Direction –
Write out every line of the material exactly as it appears.

Input material –
· · ·
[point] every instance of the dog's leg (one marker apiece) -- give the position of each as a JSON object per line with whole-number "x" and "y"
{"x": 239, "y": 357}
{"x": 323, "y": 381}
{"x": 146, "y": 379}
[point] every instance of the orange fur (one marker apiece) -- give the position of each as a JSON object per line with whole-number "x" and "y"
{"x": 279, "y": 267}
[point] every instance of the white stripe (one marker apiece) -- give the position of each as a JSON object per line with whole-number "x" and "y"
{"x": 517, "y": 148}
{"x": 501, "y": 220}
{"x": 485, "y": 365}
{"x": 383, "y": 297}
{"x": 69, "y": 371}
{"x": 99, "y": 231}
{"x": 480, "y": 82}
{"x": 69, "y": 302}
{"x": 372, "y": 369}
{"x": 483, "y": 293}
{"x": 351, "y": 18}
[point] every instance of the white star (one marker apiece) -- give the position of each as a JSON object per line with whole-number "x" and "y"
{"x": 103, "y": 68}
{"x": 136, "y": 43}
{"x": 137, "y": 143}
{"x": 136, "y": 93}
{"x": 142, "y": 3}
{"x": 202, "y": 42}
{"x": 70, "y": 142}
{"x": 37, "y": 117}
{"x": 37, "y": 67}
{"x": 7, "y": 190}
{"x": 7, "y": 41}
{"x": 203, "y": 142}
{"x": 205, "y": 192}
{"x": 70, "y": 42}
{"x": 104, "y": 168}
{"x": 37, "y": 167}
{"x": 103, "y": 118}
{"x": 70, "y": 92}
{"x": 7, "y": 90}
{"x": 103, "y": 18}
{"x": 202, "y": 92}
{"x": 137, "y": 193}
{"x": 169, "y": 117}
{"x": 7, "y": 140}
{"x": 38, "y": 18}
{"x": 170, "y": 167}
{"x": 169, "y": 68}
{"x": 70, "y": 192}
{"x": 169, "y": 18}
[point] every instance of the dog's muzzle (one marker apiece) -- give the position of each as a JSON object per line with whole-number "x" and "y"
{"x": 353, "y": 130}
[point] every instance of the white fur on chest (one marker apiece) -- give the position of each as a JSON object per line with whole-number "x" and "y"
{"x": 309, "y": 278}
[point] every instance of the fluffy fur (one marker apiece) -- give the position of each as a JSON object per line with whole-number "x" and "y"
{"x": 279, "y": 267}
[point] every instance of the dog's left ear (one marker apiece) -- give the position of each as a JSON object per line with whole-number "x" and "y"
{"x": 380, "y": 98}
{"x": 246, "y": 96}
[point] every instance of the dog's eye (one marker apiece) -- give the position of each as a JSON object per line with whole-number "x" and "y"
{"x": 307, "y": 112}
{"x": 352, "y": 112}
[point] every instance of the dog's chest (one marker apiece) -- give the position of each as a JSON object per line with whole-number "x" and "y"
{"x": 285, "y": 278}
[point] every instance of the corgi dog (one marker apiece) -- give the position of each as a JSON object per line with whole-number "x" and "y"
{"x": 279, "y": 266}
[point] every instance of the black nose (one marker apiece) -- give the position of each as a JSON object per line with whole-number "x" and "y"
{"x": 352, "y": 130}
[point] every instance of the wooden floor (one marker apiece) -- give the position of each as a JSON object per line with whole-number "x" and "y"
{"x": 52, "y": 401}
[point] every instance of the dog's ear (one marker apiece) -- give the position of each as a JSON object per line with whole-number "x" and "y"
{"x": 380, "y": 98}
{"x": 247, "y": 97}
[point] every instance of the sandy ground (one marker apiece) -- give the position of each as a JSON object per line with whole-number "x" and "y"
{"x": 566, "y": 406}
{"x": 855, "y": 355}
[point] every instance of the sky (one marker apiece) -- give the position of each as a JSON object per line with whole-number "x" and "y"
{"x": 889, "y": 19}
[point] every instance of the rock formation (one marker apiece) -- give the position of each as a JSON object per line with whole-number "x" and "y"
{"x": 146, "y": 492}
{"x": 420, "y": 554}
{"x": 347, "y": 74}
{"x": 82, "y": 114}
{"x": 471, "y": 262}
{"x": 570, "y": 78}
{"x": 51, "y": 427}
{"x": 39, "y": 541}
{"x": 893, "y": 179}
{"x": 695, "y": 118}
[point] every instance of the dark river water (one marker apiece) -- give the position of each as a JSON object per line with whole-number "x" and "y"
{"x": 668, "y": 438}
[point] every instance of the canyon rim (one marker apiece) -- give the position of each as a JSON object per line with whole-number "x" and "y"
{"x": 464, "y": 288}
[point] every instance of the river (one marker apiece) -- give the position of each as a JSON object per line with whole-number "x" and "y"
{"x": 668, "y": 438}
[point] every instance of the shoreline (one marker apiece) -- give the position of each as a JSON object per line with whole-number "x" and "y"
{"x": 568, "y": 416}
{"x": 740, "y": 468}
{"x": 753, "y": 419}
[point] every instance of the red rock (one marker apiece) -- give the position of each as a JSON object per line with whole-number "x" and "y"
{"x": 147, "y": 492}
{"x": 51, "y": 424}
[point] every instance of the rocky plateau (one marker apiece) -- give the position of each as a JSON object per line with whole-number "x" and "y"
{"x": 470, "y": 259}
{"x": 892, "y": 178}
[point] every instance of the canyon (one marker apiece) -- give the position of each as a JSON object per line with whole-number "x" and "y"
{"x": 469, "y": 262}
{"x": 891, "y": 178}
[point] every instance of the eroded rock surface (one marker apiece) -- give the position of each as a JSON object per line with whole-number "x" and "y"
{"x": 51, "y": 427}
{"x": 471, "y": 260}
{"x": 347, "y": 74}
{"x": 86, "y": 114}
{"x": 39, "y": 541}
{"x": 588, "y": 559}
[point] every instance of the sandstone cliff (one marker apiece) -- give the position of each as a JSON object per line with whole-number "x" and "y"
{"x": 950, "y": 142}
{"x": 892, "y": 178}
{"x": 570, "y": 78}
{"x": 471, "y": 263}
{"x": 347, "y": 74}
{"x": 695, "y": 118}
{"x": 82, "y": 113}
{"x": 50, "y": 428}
· · ·
Output for this task –
[point] every instance of the dog's leg (one marker apiece) -- give the position of each as a JSON object per line with whole-number "x" and "y"
{"x": 239, "y": 357}
{"x": 323, "y": 381}
{"x": 146, "y": 379}
[point] every instance of the orange fur (one marker apiece) -- give the position of each as a JSON object per line with whole-number "x" and "y"
{"x": 279, "y": 267}
[point] every instance of the white stripe (one marker apiece) -- give the position of each as a JSON object per line with whole-number "x" and "y"
{"x": 517, "y": 148}
{"x": 501, "y": 220}
{"x": 485, "y": 365}
{"x": 383, "y": 297}
{"x": 69, "y": 371}
{"x": 99, "y": 231}
{"x": 480, "y": 82}
{"x": 69, "y": 302}
{"x": 372, "y": 369}
{"x": 483, "y": 293}
{"x": 351, "y": 18}
[point] every instance of the white star (one marker apiece) -- give the position of each as a JSON object per line with whole-number "x" and "y"
{"x": 103, "y": 68}
{"x": 136, "y": 43}
{"x": 137, "y": 143}
{"x": 136, "y": 93}
{"x": 142, "y": 3}
{"x": 202, "y": 42}
{"x": 70, "y": 142}
{"x": 37, "y": 117}
{"x": 37, "y": 67}
{"x": 7, "y": 190}
{"x": 7, "y": 41}
{"x": 203, "y": 142}
{"x": 205, "y": 192}
{"x": 70, "y": 42}
{"x": 104, "y": 168}
{"x": 37, "y": 167}
{"x": 103, "y": 118}
{"x": 70, "y": 92}
{"x": 7, "y": 90}
{"x": 103, "y": 18}
{"x": 202, "y": 92}
{"x": 137, "y": 193}
{"x": 169, "y": 117}
{"x": 7, "y": 140}
{"x": 38, "y": 18}
{"x": 170, "y": 167}
{"x": 169, "y": 68}
{"x": 70, "y": 192}
{"x": 169, "y": 18}
[point] every instance of the dog's muzzle (one marker apiece) -- give the position of each as a JSON object per line with whole-number "x" and "y"
{"x": 353, "y": 130}
[point] every instance of the white fur on chest (one marker apiece) -- give the position of each as a JSON object per line with whole-number "x" and "y"
{"x": 309, "y": 278}
[point] every instance of the fluffy fur (one marker apiece) -- give the position of each as a JSON object per line with whole-number "x" and "y"
{"x": 279, "y": 267}
[point] every instance of the dog's left ear (one marker apiece) -- give the position of each as a JSON object per line with whole-number "x" and "y"
{"x": 380, "y": 98}
{"x": 246, "y": 96}
[point] every instance of the dog's eye (one marker apiece) -- give the position of each as a JSON object per line with whole-number "x" and "y"
{"x": 307, "y": 112}
{"x": 352, "y": 112}
[point] every instance of the dog's chest (one marker apiece) -- give the position of each as a JSON object per line with whole-number "x" and "y"
{"x": 285, "y": 278}
[point] every instance of the corgi dog (one marker apiece) -- give the position of each as a JSON object per line with whole-number "x" and "y"
{"x": 279, "y": 266}
[point] every instance of the black nose (one marker apiece) -- give the position of each as a JSON object per line with whole-number "x" and "y"
{"x": 352, "y": 130}
[point] every instance of the wooden floor (one marker apiece) -- give the position of each as a JSON object per line with whole-number "x" and "y"
{"x": 52, "y": 401}
[point] every instance of the dog's ear (one marker apiece) -- give the position of each as a JSON object per line with whole-number "x" and "y"
{"x": 380, "y": 98}
{"x": 247, "y": 97}
[point] every instance of the sandy ground (one marker apiece) -- give the position of each as a JSON object per line with whole-number "x" and "y"
{"x": 566, "y": 406}
{"x": 855, "y": 355}
[point] every instance of the sky (one marker apiece) -- give the position of each as a JSON object per line with whole-number "x" and "y"
{"x": 889, "y": 19}
[point] every instance of the rock formation (one marker apiece) -- give the position of each as a JSON object per line with whole-number "x" and "y"
{"x": 146, "y": 492}
{"x": 420, "y": 554}
{"x": 347, "y": 74}
{"x": 82, "y": 114}
{"x": 471, "y": 262}
{"x": 570, "y": 78}
{"x": 51, "y": 427}
{"x": 39, "y": 541}
{"x": 893, "y": 179}
{"x": 695, "y": 118}
[point] every instance of the dark river water (one marker apiece) -- give the position of each as a JSON object per line with whole-number "x" and "y"
{"x": 668, "y": 438}
[point] every instance of the canyon rim (one marker apiece) -- give the position of each as a JSON object per line with whole-number "x" and "y"
{"x": 464, "y": 288}
[point] every instance of the river (one marker apiece) -- give the position of each as a JSON object per line with whole-number "x" and "y"
{"x": 668, "y": 438}
[point] every instance of the shoreline (one marker apiece) -- give the position of each as a JSON object per line with whole-number "x" and "y"
{"x": 568, "y": 416}
{"x": 740, "y": 468}
{"x": 753, "y": 419}
[point] every instance of the red rock (one marker apiece) -- give the position of each as a JSON object per line with whole-number "x" and "y"
{"x": 147, "y": 492}
{"x": 51, "y": 424}
[point] every instance of the rocky plateau (one marker apiece) -- give the position of each as a JSON object per line with whole-number "x" and "y"
{"x": 470, "y": 259}
{"x": 892, "y": 178}
[point] every instance of the canyon (one marker apiece) -- give the position of each as a JSON object per line with whole-number "x" and "y"
{"x": 469, "y": 262}
{"x": 891, "y": 178}
[point] every instance of the eroded rock surface (one marker apiece) -- give the position of each as a JSON object per line with whole-number "x" and "y"
{"x": 51, "y": 427}
{"x": 471, "y": 260}
{"x": 347, "y": 74}
{"x": 86, "y": 114}
{"x": 39, "y": 541}
{"x": 588, "y": 559}
[point] every instance of the sandstone cliff (one marker apiece) -- give the position of each as a JSON object per line with whole-number "x" and "y"
{"x": 950, "y": 142}
{"x": 892, "y": 178}
{"x": 570, "y": 78}
{"x": 471, "y": 263}
{"x": 347, "y": 74}
{"x": 695, "y": 118}
{"x": 82, "y": 113}
{"x": 50, "y": 428}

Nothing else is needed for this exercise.